<<<<

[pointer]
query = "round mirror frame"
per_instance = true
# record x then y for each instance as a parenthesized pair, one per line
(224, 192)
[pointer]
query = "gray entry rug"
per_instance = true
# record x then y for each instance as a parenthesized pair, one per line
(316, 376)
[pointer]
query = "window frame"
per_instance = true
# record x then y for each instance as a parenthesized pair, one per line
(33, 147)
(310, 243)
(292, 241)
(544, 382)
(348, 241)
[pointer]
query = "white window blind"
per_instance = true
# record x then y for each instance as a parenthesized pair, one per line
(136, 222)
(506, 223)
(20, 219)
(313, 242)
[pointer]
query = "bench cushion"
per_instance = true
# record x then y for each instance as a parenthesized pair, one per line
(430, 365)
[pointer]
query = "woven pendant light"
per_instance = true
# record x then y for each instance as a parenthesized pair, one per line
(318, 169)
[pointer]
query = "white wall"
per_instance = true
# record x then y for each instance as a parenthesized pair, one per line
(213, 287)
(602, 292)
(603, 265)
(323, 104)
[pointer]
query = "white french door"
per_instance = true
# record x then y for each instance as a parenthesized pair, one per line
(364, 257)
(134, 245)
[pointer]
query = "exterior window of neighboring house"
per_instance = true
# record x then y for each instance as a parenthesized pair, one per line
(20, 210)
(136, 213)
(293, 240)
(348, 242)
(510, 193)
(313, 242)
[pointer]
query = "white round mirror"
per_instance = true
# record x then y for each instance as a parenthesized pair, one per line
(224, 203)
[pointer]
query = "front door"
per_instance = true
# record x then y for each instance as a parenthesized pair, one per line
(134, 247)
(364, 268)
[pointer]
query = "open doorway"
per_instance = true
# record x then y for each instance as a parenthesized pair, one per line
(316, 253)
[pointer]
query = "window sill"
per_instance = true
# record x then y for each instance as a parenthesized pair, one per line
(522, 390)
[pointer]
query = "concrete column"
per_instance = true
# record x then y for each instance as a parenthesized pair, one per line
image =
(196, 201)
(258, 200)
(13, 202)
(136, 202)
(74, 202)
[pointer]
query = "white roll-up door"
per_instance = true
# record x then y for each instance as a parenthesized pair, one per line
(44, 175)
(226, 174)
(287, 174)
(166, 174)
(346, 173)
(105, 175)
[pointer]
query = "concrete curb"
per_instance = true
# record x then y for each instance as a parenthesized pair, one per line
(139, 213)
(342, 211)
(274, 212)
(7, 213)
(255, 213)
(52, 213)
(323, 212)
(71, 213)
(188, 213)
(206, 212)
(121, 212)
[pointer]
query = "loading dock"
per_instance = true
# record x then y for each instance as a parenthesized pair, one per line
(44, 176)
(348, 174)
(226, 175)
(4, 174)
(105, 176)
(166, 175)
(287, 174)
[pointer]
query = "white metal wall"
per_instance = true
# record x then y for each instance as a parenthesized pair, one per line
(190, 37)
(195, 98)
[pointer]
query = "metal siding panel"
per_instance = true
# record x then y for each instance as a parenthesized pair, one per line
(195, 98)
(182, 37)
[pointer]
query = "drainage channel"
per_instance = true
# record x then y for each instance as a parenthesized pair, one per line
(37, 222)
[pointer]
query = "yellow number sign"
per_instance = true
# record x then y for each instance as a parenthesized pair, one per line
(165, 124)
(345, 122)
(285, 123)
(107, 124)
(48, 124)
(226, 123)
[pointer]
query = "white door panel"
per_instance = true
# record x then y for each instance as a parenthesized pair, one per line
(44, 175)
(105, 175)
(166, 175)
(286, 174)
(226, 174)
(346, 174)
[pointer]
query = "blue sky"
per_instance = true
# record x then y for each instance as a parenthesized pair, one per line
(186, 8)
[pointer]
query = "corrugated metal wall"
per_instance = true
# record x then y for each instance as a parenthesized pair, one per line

>>>>

__WHAT TO PRODUCE__.
Pick out every line above that contains the word "round" and copy each one.

__CORRECT OUTPUT__.
query = "round mirror frame"
query = "white round mirror"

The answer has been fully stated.